▶ _YOUR TASKS_
1. According to the passage on The Towering Inferno, to whom did the producers dedicate the film?
2. Retype the part of the passage on The Towering Inferno that opens with the words containing "Irwin’s brutal producing" and closes with "here’s to yurts.".

▶ _TEXT SHOWN_
.....

There are plenty more dazzling deaths and explosions – outside elevators hanging by cables, transport cages tethered between two skyscraper tops faultering – and the models and fire effects employed never disappoint. It’s a grand showcase for the work of firefighters, in fact, and producers dedicated the film to them.
No Irwin Allen epic would be complete without a song from Maureen McGovern, of course, and this time, the singer gets to perform at the big party herself (lucky!), cooing out “We May Never Love Like this Again,” which went on to win the Oscar for Best Song. Music group The Trammps also recorded the hit “Disco Inferno,” which was inspired by the blazing dance floor in the film.
Irwin’s brutal producing style and refusal to take second best ensured that The Towering Inferno made almost ten times its budget at the box office (almost 140 million) and was nominated for Best Picture, making it the most successful disaster film, at that point of all time. Nice job. And here’s to yurts.
5. Earthquake (1974)

.....

▶ _MATERIAL PROVIDED_

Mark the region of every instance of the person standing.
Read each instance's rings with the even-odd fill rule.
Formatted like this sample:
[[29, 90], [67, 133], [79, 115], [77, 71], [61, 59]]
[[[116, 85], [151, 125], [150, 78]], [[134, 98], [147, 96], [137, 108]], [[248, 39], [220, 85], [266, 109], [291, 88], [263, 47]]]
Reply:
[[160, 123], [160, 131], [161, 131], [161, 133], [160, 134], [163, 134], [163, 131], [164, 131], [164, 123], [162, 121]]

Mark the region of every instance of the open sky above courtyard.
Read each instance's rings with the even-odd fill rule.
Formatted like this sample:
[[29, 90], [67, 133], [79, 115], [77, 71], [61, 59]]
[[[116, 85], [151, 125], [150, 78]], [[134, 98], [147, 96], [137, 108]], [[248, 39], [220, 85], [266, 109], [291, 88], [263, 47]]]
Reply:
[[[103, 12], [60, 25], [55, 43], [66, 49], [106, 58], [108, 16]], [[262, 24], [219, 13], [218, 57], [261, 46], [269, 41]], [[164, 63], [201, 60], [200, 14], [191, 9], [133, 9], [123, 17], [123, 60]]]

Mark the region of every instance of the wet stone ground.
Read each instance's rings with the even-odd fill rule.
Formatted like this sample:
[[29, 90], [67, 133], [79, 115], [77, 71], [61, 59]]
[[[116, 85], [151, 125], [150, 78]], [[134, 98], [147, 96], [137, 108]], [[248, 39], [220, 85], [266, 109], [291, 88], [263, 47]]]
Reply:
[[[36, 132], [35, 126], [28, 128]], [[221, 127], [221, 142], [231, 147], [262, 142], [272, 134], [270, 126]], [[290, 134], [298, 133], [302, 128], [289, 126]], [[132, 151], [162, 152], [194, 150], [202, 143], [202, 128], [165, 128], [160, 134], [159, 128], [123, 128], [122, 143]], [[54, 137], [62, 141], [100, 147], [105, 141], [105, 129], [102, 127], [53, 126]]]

.....

▶ _REPLIES_
1. To firefighters.

2.
Irwin’s brutal producing style and refusal to take second best ensured that The Towering Inferno made almost ten times its budget at the box office (almost 140 million) and was nominated for Best Picture, making it the most successful disaster film, at that point of all time. Nice job. And here’s to yurts.